> [TEXTE EXTRAIT]
====

Écrits et conférences d'intérêt général



 

 

 
 

 

Nourrir la foi et l’intelligence [1]

 

            Nous constatons de nos jours une crise sérieuse de la transmission, que ce soit la transmission du savoir ou celle de la foi, de la religion ou de la culture.  Cette crise, qui affecte les universités, les familles aussi bien que les Églises, a été souvent décrite par les sociologues, en particulier par la sociologue française, Danièle Hervieu-Léger, par exemple dans son ouvrage Catholicisme, la fin d’un monde (Bayard, Paris 2003).  Une crise n’est pas nécessairement quelque chose de négatif ; elle ne l’est pas lorsqu’elle est bien gérée. Selon son étymologie grecque, le mot crise signifie un moment de jugement, de discernement -- un moment où l’on doit revoir l’équilibre des composantes de notre existence personnelle ou collective. 

            La grande majorité des Chrétiens de Belgique et des autres pays d’Europe de l’Ouest ont reçu la foi à travers leur famille, d’abord, mais aussi à travers les diverses structures constituant l’univers religieux et culturel de l’institution ecclésiale, aussi bien que dans un contexte socio-culturel fortement conditionné par l’Église et sa vision de l’existence humaine. Or, de nos jours, ce contexte, qui a servi durant plus d’un millénaire comme chaîne de transmission de la foi et comme sa matrice culturelle, s’est effondré.  Il s’en est suivi une crise profonde de la religion en tant qu’expression culturelle et initiation à la foi.  La plupart des Chrétiens ne pratiquent plus ;  mais la très grande majorité d’entre eux ont conservé la foi, même s’ils auraient souvent bien des difficultés à l’exprimer en formules doctrinales.

====

> [DONNÉES DE DÉPART]
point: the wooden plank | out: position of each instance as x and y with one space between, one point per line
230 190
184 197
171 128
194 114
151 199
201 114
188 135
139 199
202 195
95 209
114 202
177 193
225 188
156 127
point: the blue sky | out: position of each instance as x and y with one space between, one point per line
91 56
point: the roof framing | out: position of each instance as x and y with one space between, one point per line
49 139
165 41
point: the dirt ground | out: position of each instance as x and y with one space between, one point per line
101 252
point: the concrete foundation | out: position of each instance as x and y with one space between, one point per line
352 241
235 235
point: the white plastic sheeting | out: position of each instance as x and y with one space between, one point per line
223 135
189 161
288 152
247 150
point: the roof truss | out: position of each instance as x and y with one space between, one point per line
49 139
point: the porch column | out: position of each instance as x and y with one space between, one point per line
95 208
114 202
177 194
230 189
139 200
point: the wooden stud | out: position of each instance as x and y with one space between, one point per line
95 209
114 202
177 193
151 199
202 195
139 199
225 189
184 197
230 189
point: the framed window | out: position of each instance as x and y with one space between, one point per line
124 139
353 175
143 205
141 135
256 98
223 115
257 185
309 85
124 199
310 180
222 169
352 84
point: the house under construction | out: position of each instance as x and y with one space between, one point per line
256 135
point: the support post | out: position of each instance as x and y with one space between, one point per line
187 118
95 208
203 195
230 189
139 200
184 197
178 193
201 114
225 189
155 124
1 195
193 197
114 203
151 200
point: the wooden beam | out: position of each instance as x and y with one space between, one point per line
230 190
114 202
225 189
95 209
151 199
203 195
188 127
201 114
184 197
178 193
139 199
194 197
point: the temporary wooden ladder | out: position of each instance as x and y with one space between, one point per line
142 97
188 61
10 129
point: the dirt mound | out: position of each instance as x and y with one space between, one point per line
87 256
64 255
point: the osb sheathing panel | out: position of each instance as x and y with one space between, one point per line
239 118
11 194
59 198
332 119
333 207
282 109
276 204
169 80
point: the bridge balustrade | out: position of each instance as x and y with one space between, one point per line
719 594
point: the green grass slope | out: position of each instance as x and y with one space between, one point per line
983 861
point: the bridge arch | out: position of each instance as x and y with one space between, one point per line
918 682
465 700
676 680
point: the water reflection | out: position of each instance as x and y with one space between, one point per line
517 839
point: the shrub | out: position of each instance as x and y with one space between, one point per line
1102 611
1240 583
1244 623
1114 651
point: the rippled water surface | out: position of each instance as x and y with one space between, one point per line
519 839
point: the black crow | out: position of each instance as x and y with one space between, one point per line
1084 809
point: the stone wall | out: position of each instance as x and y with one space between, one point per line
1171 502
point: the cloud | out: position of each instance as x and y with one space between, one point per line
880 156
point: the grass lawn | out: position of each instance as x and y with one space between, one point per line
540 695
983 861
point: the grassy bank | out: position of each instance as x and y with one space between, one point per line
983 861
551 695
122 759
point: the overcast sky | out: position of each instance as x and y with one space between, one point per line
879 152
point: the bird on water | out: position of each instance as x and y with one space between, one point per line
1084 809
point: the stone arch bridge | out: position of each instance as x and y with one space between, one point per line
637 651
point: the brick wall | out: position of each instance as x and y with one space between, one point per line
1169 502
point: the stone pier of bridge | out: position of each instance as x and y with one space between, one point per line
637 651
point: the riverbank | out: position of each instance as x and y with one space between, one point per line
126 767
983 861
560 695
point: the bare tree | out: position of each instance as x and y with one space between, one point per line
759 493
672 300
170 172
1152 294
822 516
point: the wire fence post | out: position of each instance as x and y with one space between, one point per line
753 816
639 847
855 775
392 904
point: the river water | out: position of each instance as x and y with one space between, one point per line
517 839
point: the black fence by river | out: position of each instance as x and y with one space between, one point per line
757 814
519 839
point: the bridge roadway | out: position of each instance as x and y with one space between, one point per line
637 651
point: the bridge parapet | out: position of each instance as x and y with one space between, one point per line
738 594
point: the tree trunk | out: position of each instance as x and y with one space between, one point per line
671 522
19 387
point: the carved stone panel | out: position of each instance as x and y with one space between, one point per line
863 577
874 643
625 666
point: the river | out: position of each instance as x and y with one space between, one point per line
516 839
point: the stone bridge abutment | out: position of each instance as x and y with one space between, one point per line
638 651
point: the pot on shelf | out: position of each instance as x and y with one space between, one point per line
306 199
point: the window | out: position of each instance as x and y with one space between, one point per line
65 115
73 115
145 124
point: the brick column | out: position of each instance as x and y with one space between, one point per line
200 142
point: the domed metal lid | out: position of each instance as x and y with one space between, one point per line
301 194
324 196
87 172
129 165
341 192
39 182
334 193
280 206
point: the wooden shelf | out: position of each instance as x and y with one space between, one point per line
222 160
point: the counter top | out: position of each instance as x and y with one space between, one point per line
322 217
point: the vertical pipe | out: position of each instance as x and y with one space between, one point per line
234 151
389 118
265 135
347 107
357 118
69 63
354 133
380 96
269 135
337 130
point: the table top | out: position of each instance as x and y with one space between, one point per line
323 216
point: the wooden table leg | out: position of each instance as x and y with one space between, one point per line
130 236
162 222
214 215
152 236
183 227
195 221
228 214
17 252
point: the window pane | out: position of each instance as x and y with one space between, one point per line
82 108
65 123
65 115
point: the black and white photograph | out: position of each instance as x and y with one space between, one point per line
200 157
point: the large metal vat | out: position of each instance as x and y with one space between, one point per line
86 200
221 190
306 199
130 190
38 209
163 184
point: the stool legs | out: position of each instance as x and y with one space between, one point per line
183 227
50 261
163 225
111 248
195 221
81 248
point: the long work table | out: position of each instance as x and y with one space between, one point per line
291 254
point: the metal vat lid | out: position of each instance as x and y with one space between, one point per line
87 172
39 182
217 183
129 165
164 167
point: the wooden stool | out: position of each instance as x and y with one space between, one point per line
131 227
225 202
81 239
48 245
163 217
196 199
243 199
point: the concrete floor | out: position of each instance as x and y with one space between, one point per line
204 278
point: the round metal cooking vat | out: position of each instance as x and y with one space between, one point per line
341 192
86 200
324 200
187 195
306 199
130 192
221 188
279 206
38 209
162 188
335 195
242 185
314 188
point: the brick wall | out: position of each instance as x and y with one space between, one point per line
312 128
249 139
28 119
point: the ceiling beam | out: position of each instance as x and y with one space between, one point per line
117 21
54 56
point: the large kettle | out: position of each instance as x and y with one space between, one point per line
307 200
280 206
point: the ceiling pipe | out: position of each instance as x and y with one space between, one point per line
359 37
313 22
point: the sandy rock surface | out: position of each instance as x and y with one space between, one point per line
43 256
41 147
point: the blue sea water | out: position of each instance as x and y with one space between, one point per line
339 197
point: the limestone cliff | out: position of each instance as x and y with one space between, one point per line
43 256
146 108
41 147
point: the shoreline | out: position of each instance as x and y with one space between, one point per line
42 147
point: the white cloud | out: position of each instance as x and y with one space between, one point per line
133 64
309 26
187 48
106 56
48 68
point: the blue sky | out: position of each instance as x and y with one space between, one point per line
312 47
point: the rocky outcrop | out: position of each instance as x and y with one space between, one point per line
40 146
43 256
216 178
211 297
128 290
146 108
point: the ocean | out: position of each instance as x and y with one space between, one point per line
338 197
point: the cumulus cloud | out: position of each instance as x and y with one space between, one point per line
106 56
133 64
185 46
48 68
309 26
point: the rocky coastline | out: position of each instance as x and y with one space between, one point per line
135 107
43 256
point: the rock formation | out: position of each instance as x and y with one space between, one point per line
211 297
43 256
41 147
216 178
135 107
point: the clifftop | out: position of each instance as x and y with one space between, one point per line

====

> [CONSIGNE 1] Selon le texte extrait, la transmission de quelles choses traverse aujourd'hui une crise sérieuse ? Donnez-les toutes.
> [CONSIGNE 2] Relevez chaque ligne des enregistrements qui contient le mot "rocky", en respectant les majuscules et les minuscules.

> [RÉPONSE COMPLÈTE 1]
- le savoir
- la foi
- la religion
- la culture

> [RÉPONSE COMPLÈTE 2]
point: the rocky outcrop | out: position of each instance as x and y with one space between, one point per line
point: the rocky coastline | out: position of each instance as x and y with one space between, one point per line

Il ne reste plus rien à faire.